## Information given
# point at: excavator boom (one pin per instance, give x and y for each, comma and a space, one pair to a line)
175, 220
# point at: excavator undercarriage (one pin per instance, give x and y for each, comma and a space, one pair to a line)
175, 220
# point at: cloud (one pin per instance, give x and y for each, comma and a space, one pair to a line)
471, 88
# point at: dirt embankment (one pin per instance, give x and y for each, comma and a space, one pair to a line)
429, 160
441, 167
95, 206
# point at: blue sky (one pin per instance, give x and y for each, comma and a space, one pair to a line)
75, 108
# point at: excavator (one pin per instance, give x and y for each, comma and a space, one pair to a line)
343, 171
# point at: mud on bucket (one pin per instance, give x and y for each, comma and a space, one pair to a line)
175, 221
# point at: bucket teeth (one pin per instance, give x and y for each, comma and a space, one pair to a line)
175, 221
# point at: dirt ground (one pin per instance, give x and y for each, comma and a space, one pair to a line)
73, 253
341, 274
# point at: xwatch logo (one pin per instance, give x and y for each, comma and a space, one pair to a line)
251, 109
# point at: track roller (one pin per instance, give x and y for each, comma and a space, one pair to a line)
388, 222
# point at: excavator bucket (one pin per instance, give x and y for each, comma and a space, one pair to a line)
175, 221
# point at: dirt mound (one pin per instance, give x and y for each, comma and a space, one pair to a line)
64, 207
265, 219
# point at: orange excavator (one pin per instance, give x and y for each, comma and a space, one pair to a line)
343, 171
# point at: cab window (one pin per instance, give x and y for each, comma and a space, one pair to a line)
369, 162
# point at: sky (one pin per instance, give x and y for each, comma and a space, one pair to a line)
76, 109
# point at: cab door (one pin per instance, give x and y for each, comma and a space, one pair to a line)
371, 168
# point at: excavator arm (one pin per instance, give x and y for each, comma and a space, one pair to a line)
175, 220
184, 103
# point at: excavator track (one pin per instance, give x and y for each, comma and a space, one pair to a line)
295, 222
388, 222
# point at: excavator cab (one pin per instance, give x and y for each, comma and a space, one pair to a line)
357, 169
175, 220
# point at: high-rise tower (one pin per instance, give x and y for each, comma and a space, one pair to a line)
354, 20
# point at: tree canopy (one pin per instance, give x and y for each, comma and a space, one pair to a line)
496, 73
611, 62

## Task prompt
Please swap "cab" for "cabin" in the items from the line that has "# point at: track" through the last line of the items. Write out only those lines, with everything else left unchanged.

## The response
# point at: track roller (one pin per instance, give x and y for each, comma and a space, one pair to a line)
388, 222
# point at: excavator bucket (one pin per instance, give x and y for each, comma and a space, one pair to a line)
175, 221
# point at: dirt mound (one pin per instance, give x and y for each, comma and a space, one pair to a line)
64, 207
265, 219
# point at: orange excavator (one pin per instance, give x and y for each, comma and a space, one pair to a line)
343, 171
# point at: cabin window (one pin per instance, give x and y for each, comma and a space, one pair to a line)
369, 162
# point at: sky (one pin per instance, give x and y for each, comma and a space, one pair to a line)
76, 109
# point at: cabin door (one pin per instance, give x and y for each, comma and a space, one pair to a line)
371, 168
# point at: excavator arm (one pin per instance, give x and y for each, comma and a space, one pair to a line)
175, 220
184, 103
# point at: excavator track (one pin per instance, give x and y for each, comma and a space, one pair to a line)
295, 222
388, 222
# point at: excavator cabin (one pin per instance, give x and y for each, comma and a space, one pair to a line)
357, 169
175, 220
# point at: high-rise tower (one pin per instance, give x and y for each, comma and a space, one pair to a line)
354, 20
# point at: tree canopy (one pin per instance, give x and y for each, comma and a space, one pair to a line)
496, 73
611, 62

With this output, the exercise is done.